▸ **Page**:
☆ ☆ ☆ ☆ ☆
“Going Down to Liverpool,” the Bangles (1984; directed by Tamar Simon Hoffs)

It’s the summer of 1984, and the Replacements–the most loved and most critically celebrated American indie band of the moment (or at least locked in a three-way tie for first with Hüsker Dü and sort-of-indie R.E.M.), poised to release Let It Be, their third LP, which will go on to finish 5th in that year’s Pazz & Jop poll, a symbolic bulwark against Born in the U.S.A. and Purple Rain and all the mega-selling albums that, for many pop fans (Replacements fans included), made 1984 the greatest year ever for pop music–have seen your video. They’ve seen it, and colour them unimpressed. They don’t want to know.

This book started as a poll on a music message board, the poll started with a thread, and the thread took its title from the Replacements’ “Seen Your Video,” one of my favourite songs from Let It Be.
☆ ☆ ☆ ☆ ☆
▸ **Information shown**:
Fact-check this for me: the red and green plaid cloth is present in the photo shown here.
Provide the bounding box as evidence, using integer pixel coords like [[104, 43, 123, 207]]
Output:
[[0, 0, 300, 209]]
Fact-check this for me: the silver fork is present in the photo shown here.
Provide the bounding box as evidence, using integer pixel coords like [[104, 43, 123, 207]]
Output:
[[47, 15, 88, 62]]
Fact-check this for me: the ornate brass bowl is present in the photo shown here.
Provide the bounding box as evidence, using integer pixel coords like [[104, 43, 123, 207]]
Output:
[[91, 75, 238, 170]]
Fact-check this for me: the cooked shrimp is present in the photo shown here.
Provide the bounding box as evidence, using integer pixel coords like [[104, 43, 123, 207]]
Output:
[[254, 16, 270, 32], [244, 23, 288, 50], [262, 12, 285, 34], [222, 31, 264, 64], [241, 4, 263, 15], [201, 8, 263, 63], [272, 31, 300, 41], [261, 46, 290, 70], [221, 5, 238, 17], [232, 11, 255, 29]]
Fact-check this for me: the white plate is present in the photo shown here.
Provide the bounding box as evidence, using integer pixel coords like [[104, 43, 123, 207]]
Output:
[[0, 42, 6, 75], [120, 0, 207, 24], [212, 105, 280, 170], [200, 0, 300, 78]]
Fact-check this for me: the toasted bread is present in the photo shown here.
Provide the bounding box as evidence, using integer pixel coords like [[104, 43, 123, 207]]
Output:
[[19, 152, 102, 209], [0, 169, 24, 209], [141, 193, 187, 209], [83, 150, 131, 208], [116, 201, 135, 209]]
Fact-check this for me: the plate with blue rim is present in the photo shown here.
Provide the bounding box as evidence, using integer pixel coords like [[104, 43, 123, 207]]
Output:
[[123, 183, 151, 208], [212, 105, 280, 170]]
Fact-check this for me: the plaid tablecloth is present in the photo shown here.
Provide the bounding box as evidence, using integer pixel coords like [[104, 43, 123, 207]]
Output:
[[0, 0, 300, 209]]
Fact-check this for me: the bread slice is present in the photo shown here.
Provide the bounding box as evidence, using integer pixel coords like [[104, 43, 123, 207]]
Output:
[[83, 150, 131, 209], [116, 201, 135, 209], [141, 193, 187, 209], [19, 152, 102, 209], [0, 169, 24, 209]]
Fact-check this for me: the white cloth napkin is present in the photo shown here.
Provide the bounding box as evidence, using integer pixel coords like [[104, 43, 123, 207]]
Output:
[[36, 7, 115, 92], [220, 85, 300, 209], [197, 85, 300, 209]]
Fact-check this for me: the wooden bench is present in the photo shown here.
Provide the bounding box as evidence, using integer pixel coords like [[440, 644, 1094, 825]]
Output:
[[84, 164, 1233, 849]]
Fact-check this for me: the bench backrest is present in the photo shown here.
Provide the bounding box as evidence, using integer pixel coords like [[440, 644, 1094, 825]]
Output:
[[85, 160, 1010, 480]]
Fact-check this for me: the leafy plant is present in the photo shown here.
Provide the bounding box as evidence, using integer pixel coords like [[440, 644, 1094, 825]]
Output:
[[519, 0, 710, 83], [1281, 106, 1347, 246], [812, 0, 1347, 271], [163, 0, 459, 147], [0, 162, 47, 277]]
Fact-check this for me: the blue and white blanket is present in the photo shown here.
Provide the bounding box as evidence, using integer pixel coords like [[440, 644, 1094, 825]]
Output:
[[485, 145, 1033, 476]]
☆ ☆ ☆ ☆ ☆
▸ **Job**:
List every band the essay on "Going Down to Liverpool" names.

▸ **Problem solution**:
The Bangles, the Replacements, Hüsker Dü, R.E.M.